[DATASET RECORDS]
BEGIN
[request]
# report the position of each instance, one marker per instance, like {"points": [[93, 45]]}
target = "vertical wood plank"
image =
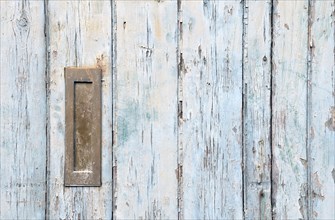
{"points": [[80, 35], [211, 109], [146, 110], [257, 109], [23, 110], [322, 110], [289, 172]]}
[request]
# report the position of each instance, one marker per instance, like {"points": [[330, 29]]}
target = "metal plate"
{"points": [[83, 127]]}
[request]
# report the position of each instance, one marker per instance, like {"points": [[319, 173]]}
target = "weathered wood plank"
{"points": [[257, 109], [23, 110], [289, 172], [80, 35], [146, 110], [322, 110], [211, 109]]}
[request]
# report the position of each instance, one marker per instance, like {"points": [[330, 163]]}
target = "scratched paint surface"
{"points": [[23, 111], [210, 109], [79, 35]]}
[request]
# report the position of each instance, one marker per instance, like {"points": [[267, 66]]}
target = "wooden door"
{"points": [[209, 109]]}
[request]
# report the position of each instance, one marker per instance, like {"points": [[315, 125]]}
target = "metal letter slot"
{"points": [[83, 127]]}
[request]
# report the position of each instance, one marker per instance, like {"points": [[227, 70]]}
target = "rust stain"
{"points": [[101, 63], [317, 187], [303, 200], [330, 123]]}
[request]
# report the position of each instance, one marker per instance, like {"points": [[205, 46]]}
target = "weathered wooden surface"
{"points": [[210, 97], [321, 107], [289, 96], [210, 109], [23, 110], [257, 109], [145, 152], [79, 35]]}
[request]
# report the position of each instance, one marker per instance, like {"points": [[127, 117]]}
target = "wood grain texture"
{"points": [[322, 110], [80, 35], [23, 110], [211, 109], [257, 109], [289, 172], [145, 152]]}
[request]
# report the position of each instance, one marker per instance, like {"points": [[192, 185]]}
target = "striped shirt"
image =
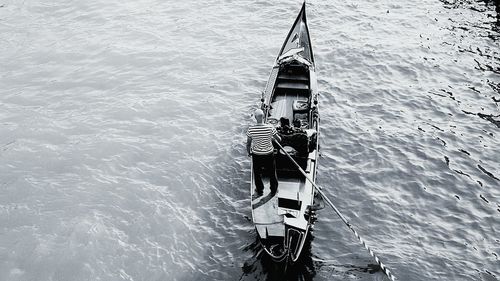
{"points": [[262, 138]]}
END
[GOAL OF THE EXERCISE]
Please count the lines in the data above that contain the word "like" and give only that number.

[TASK ANSWER]
10